Alzheimer Discourse: Some Sociolinguistic Dimensions

By Via Ramanathan | Go to book overview

6
A Schematic Understanding of Repetition in an AD Life Story

Frequently and with deliberation and respect we should revisit our early memories -- memories which do not fade and which hold the incorruptible essence of emotion. These memories are the parts of us which change least with time, perhaps because they come from periods when we were most in tune with time; and coming back to them we come upon ourselves-not the harried, hustling, temporary selves we see when we compromise with the mirror, but rather what Yeats called "the pilgrim soul," at once most our own and most confluent with the race.

-- Robert Grudin ( 1982)

◆ **Collected data**
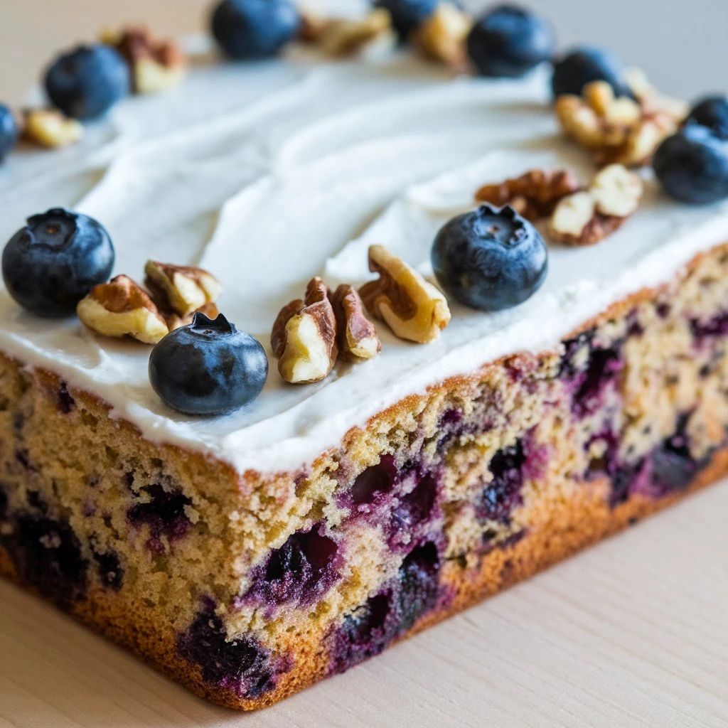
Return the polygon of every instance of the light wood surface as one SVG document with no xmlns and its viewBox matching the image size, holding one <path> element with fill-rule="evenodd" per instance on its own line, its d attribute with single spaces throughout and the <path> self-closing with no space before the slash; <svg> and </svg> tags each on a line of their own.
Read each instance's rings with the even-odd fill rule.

◆ **Assignment**
Continue the chapter opening on repetition in an Alzheimer's life story, starting right after its last line.

◆ **Output for this task**
This chapter shifts focus somewhat, in that it concentrates primarily on an Alzheimer's disease (AD) patient's self-narratives across time. I attempt to present a more holistic picture of this patient than I did of Tina, by combining ethnographic details of the patient's social world with a microanalysis of her narratives. I do so primarily because much happens in the patient's social world that, I believe, at least indirectly exacerbates her already deteriorating condition and makes her hold on the world and language that much more tenuous. The analysis of her social world includes in-depth descriptions of the day-care center and her life there, as well as a review of her major life events up until the time I started working with her.1 The analysis of her discourse entails a schematic analysis of repetition in her talk toward understanding ways in which her overall interpretive schema remains the same despite the ravages of the disease and a nonfacilitative social environment.

____________________
1
I was able to put together parts of Ellie's life on the basis of what people who knew her well told me about her. These included her daughter, caretaker, manager of the day-care center, and a friend from the apartment complex she used to live in.